Selection.

########################################

B for Bang-on-Target

When you're "bang-on-target", you are able to respond to any customer need with speed, commitment, and dedication. The customer is not made to feel that they've gone to the bottom of a list and will have to wait their turn. They become priority number one.

The story is told of the customer with a blocked wash basin. She rang a local plumbing service at random. They promised a plumber would call the same night. 10 minutes later they called back to say he would be at the house within the hour.

45 minutes later the plumber was at the house, unblocked the basin and was paid.

40 minutes later the company phoned to check if everything was working alright. Two days later a letter arrived in the post thanking the customer and enclosing a sticker with their emergency phone number on.

That's "bang-on-target" commitment and the first step in being "bullseyeable".

U for Unforgettable

To score a bullseye every time with your customers, you have to find some way to deliver a service that people just can't forget. Whether it's your speed of response, your ability to empathise with your customer's needs, or the glow you leave behind, you've got to find a way to stand out from the competition. And if you can't work out how to do it, here's a clue: find out what really gets your customers angry, and then adjust your service to make them happy and content.

########################################

Provided records.
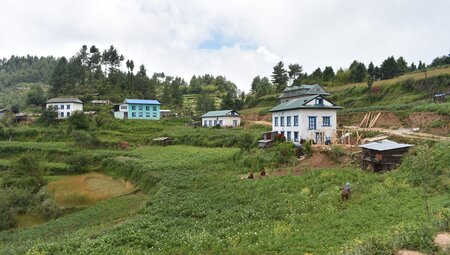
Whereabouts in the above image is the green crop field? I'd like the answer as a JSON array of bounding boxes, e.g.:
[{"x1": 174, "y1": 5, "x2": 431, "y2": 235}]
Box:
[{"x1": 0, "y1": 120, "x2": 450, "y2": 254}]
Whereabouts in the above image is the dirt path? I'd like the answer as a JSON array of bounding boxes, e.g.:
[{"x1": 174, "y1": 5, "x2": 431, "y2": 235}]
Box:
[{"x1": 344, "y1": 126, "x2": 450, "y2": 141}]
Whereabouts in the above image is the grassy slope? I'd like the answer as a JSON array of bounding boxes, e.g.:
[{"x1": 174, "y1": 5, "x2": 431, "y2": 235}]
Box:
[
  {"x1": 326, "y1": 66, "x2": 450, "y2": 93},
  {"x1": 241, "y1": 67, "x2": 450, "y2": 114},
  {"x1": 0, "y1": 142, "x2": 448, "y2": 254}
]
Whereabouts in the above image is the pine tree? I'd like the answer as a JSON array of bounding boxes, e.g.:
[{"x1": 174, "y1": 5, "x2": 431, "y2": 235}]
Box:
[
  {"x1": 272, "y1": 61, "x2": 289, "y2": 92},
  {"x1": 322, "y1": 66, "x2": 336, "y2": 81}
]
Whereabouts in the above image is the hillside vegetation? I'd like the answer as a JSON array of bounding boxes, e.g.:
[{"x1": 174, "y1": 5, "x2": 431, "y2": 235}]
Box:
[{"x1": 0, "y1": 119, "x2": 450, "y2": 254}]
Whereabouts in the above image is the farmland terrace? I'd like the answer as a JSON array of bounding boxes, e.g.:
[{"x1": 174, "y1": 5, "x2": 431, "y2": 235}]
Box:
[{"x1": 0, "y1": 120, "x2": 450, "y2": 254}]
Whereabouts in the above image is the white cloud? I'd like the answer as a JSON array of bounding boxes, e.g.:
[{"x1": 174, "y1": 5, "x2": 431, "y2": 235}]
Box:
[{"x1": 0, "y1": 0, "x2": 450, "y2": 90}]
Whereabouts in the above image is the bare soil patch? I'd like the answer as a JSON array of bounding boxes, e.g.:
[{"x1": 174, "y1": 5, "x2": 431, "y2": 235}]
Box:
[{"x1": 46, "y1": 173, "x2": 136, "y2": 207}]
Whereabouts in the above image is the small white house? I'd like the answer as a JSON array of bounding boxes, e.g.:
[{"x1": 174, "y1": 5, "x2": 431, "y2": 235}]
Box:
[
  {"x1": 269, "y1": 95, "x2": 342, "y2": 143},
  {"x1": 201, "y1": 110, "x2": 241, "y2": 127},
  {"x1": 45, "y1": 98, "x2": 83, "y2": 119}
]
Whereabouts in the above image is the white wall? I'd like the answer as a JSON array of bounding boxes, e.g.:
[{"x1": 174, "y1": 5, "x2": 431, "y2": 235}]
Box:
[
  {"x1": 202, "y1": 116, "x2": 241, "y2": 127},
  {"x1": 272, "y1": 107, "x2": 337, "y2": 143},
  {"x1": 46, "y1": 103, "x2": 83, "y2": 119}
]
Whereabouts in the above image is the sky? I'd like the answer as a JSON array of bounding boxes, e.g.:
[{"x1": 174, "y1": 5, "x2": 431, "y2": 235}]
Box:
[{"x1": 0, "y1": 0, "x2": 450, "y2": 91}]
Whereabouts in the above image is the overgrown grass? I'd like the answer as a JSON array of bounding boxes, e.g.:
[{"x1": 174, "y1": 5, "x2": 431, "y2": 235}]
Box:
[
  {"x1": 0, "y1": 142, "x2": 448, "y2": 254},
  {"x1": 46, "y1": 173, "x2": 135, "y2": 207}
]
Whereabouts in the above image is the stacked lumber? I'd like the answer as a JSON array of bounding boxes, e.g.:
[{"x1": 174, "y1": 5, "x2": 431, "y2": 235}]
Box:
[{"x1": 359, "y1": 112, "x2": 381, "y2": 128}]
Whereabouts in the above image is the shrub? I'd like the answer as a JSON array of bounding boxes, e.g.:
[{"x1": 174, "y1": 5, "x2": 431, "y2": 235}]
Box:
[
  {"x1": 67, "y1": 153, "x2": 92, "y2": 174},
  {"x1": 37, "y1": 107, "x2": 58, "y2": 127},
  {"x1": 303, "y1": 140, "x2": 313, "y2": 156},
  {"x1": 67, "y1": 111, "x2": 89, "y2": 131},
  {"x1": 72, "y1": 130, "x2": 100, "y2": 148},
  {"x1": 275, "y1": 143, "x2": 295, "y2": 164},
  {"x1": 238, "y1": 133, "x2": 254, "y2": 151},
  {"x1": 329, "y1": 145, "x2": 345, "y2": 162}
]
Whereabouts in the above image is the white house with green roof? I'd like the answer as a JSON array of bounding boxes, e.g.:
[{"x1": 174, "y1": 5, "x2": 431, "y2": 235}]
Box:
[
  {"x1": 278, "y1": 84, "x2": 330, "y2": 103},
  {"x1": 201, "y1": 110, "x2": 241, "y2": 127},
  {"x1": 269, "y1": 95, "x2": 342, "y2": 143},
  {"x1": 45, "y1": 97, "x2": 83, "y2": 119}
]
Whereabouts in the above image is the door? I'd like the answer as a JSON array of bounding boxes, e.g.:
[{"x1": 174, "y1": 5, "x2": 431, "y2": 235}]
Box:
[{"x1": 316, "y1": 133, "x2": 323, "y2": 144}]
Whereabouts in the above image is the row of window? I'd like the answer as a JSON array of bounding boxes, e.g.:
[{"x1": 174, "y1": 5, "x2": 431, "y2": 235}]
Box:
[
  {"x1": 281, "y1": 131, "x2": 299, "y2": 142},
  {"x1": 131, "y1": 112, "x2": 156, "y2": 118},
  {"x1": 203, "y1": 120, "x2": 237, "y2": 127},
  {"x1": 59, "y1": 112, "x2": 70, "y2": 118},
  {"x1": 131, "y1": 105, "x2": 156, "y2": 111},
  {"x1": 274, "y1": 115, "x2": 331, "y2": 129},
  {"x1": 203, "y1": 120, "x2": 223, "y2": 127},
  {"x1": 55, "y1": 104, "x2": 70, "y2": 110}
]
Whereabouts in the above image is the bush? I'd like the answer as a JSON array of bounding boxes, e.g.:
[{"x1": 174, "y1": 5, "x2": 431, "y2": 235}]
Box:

########################################

Given instruction. In the customer service text, what problem led the customer to call a plumbing service? The records were taken from a different source than the text.

Reply to the exercise. A blocked wash basin.